Please convert the data below into a Markdown table with two columns, Row and Line. Number each line in order and leave out any blank lines.

┌──

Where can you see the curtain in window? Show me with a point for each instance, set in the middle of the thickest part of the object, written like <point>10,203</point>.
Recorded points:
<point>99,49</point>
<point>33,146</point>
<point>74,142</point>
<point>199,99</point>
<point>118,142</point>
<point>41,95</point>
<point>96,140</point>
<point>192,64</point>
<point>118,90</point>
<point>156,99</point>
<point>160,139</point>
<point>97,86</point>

└──

THE RESULT:
| Row | Line |
|---|---|
| 1 | Where can you see the curtain in window? Show me with a point for each instance, set in the middle of the thickest part of the object, written like <point>10,203</point>. |
| 2 | Recorded points: |
| 3 | <point>99,49</point> |
| 4 | <point>33,146</point> |
| 5 | <point>74,142</point> |
| 6 | <point>199,99</point> |
| 7 | <point>118,142</point> |
| 8 | <point>41,95</point> |
| 9 | <point>96,140</point> |
| 10 | <point>192,64</point> |
| 11 | <point>118,90</point> |
| 12 | <point>156,99</point> |
| 13 | <point>160,139</point> |
| 14 | <point>97,86</point> |